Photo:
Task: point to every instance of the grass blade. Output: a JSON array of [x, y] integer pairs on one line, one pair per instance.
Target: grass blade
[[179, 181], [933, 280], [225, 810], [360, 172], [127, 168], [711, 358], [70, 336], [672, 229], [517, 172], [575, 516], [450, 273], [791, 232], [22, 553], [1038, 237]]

+++++

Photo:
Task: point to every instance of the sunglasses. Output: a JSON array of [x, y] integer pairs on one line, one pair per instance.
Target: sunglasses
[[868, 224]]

+++++

=== TASK DIRECTIONS ===
Go through the material and select each line with the string "integer" in it.

=== COMPLETED TASK ===
Task: point to every instance of the grass blade. Output: a JSON array of [x, y] integer pairs on one line, one pair per instance.
Task: point to every instance of the sunglasses. Output: a JSON array of [x, y] integer pairs on one line, one pair per instance.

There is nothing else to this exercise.